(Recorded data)

________________________________________

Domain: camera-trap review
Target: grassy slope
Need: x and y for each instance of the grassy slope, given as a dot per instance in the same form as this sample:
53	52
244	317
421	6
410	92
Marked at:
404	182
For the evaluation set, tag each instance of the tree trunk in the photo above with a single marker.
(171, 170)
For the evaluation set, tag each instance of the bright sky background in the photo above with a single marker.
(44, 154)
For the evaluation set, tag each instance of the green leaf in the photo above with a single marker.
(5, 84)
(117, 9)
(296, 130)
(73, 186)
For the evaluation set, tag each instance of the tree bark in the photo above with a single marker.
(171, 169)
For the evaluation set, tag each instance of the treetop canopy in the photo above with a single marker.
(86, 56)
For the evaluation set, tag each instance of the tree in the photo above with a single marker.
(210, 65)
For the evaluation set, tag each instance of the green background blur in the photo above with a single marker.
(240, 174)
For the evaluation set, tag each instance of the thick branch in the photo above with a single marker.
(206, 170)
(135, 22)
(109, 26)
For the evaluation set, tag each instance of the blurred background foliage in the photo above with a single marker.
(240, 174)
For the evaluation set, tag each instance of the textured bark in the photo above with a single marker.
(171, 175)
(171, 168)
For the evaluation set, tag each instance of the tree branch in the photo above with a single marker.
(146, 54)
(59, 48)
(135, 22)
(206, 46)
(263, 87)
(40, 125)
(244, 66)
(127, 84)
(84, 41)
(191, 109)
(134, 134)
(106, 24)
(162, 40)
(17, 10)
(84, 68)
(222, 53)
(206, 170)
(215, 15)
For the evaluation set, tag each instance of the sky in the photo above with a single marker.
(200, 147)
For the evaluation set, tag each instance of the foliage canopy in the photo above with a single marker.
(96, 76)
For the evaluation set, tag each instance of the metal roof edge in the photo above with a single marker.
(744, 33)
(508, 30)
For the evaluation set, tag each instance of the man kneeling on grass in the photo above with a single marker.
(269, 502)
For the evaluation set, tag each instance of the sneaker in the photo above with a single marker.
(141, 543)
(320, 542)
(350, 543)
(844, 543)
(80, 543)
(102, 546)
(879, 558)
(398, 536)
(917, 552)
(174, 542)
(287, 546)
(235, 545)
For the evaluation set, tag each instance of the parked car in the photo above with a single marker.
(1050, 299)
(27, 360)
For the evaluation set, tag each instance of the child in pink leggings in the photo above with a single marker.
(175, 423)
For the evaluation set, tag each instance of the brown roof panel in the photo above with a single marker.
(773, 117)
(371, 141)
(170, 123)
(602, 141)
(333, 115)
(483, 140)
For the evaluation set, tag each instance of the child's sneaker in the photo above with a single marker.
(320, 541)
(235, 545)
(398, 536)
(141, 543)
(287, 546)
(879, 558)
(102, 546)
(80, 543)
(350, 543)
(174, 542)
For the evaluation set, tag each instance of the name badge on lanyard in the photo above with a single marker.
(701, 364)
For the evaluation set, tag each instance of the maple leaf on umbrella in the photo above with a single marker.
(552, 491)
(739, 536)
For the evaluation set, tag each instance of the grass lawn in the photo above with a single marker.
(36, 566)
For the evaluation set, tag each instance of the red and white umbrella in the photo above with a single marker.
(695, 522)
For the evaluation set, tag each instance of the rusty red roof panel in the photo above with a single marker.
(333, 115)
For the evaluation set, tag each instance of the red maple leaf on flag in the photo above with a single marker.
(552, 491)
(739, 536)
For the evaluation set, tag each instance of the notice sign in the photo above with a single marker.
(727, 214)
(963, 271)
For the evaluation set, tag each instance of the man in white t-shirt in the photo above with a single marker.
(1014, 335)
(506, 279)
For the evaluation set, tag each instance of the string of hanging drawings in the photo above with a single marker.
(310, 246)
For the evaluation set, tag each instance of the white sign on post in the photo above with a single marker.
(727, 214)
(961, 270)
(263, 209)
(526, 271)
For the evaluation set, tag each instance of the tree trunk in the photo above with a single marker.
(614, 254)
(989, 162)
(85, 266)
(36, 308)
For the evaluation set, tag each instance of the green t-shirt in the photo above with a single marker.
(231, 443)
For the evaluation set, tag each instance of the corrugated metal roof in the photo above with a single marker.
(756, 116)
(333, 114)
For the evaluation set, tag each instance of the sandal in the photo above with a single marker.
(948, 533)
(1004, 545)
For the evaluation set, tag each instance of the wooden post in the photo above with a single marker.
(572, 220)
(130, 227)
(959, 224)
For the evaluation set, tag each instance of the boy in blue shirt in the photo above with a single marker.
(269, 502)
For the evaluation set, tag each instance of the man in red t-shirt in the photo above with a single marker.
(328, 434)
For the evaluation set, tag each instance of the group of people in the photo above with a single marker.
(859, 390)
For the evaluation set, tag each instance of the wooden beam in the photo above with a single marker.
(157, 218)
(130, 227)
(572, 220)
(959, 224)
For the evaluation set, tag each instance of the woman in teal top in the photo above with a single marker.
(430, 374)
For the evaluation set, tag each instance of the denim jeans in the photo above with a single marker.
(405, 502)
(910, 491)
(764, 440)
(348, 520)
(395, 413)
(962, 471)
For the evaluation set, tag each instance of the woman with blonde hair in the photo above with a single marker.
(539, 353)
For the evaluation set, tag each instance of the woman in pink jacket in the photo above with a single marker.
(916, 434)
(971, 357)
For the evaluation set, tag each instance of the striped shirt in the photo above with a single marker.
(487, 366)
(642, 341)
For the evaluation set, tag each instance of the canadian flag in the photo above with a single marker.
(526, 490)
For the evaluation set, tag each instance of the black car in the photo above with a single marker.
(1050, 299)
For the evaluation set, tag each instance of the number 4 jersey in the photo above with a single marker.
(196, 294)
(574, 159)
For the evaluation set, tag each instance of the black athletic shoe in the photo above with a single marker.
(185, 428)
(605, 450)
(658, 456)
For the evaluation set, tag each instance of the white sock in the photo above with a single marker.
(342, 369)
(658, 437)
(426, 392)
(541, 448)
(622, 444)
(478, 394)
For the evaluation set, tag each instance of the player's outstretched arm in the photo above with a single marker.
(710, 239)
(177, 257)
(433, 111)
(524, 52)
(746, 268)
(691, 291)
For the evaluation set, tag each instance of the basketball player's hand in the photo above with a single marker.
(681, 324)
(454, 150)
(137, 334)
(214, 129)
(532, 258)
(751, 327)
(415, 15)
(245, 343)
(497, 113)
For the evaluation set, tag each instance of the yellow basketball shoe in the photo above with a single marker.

________________________________________

→ **WHAT IS BEING ASKED**: Write out all of the records once more, exactly.

→ **ANSWER IN FULL**:
Domain: camera-trap review
Target: grassy slope
Need: x and y for each instance of the grassy slope, given as a dot per instance in the same form as this sample:
53	52
244	317
421	6
410	92
Marked at:
404	182
For the evaluation set, tag each instance of the tree trunk in the photo above with a single marker.
(171, 170)
For the evaluation set, tag each instance of the bright sky background in the photo above with a single marker.
(44, 154)
For the evaluation set, tag each instance of the green leaf in the photo above with a single marker.
(5, 84)
(117, 9)
(296, 130)
(73, 186)
For the evaluation set, tag each instance of the tree bark in the photo above with a single marker.
(171, 169)
For the evaluation set, tag each instance of the treetop canopy in the photo above with a single marker.
(86, 56)
For the evaluation set, tag each instance of the tree in the photo above with a single marker.
(210, 65)
For the evaluation set, tag each instance of the green background blur in the photo above with a single marker.
(240, 174)
For the evaluation set, tag each instance of the thick branch in the photo above with a single marker.
(206, 170)
(135, 22)
(109, 26)
For the evaluation set, tag each instance of the blurred background foliage in the photo above with a single marker.
(240, 174)
For the evaluation set, tag each instance of the textured bark in the photo above with a single marker.
(171, 175)
(171, 168)
For the evaluation set, tag each instance of the tree branch in the photo above with a single marker.
(146, 54)
(59, 48)
(135, 22)
(206, 46)
(263, 87)
(40, 125)
(244, 66)
(127, 84)
(84, 41)
(191, 109)
(134, 134)
(106, 24)
(162, 40)
(17, 10)
(84, 68)
(222, 53)
(206, 170)
(215, 15)
For the evaluation set, tag each instance of the sky in the photo above with a single marker.
(200, 147)
For the evaluation set, tag each instance of the foliage canopy in the photo above with a single marker.
(96, 76)
For the evaluation set, tag each instance of the metal roof edge in the photo above with a single marker.
(744, 33)
(508, 30)
For the evaluation set, tag each instance of the man kneeling on grass in the photo above with a single marker.
(269, 502)
For the evaluation set, tag each instance of the sneaker in the photo above with a single marker.
(141, 543)
(320, 542)
(350, 543)
(844, 543)
(80, 543)
(102, 546)
(879, 558)
(398, 536)
(917, 552)
(174, 542)
(287, 546)
(235, 545)
For the evaluation set, tag each instance of the parked car in the photo above with a single marker.
(1050, 299)
(27, 360)
For the evaluation set, tag each instance of the child in pink leggings in the photo above with a single marker.
(175, 423)
For the evaluation set, tag each instance of the brown roof panel in the photo above with a single marker.
(773, 117)
(371, 141)
(170, 123)
(602, 141)
(333, 115)
(483, 140)
For the evaluation set, tag each instance of the child's sneaker in the photo above with a single marker.
(320, 541)
(235, 545)
(398, 536)
(141, 543)
(287, 546)
(879, 558)
(102, 546)
(80, 543)
(350, 543)
(174, 542)
For the evaluation set, tag each instance of the name badge on lanyard in the photo above with a single marker.
(701, 364)
For the evaluation set, tag each instance of the maple leaf on umbrella in the photo above with a single marker.
(552, 491)
(739, 536)
For the evaluation set, tag each instance of the grass lawn in the photo above with a single marker.
(36, 566)
For the evaluation set, tag each instance of the red and white umbrella in the photo above with a single marker.
(695, 522)
For the evaluation set, tag each instance of the rusty red roof panel in the photo above with a single marker.
(333, 115)
For the evaluation set, tag each instance of the red maple leaf on flag in the photo above with a single marker.
(552, 491)
(739, 536)
For the evaluation set, tag each instance of the notice sign in the photo above with a single marker.
(727, 214)
(963, 271)
For the evaluation set, tag each instance of the man in white t-shirt in the photo above with a single marker.
(1014, 335)
(506, 279)
For the evaluation set, tag each instance of the string of hanging drawings in the photo above with a single marker.
(310, 246)
For the evaluation set, tag each instance of the white sign on post in the photo above with a single marker.
(727, 214)
(961, 270)
(263, 209)
(526, 271)
For the evaluation set, tag each instance of the tree trunk in the photo above with a single marker.
(614, 254)
(989, 162)
(85, 266)
(36, 308)
For the evaluation set, tag each instance of the green t-shirt in the photo above with a single marker.
(231, 443)
For the evaluation set, tag each instance of the corrugated metal roof in the photo above with a single marker.
(756, 116)
(333, 114)
For the evaluation set, tag each instance of the sandal in the photo above with a single marker.
(948, 533)
(1004, 545)
For the evaluation set, tag each instance of the wooden post in the photo above with a single marker.
(572, 220)
(130, 227)
(959, 224)
For the evaluation set, tag each instance of the boy in blue shirt in the photo above with a single marker.
(269, 502)
For the evaluation set, tag each instance of the man in red t-shirt in the photo above with a single marker.
(328, 434)
For the evaluation set, tag each instance of the group of people in the photo above with a single marker.
(859, 390)
For the evaluation set, tag each instance of the wooden beam in the photo above with a single marker.
(157, 218)
(130, 227)
(572, 220)
(959, 224)
For the evaluation set, tag each instance of the woman in teal top in the photo above with a single marker.
(430, 374)
For the evaluation set, tag each instance of the denim jeans in the photo above with a single marker.
(405, 502)
(910, 491)
(764, 440)
(348, 520)
(395, 413)
(962, 471)
For the evaluation set, tag each instance of the woman with blonde hair in the photo above with a single marker.
(539, 353)
For the evaluation set, tag each instance of the woman in pink jacket in the photo above with a single marker.
(916, 434)
(971, 357)
For the evaluation set, tag each instance of the striped shirt in the photo above with a single marker.
(487, 366)
(642, 341)
For the evaluation set, tag each instance of the canadian flag in the photo above with a single marker.
(526, 490)
For the evaluation set, tag each instance of the black car in the photo above with a single marker.
(1050, 299)
For the evaluation set, tag each instance of the number 4 jersey in the photo above with a single marker.
(196, 294)
(574, 159)
For the evaluation set, tag each instance of the black athletic shoe in the photo above with a single marker.
(185, 428)
(605, 450)
(658, 456)
For the evaluation set, tag each instance of the white sock in the photo above with a single marker.
(342, 369)
(658, 437)
(426, 392)
(541, 448)
(622, 444)
(478, 394)
For the evaluation set, tag each instance of the player's outstretched arm in the photo above with a single marker.
(710, 239)
(177, 257)
(433, 111)
(524, 52)
(746, 268)
(691, 291)
For the evaluation set, tag each instance of the basketball player's hand in the photo above with a single marker.
(681, 324)
(454, 150)
(137, 334)
(214, 129)
(532, 258)
(751, 327)
(415, 15)
(245, 343)
(497, 113)
For the evaluation set, tag each instance of the yellow basketball shoe in the photo above with a single marker.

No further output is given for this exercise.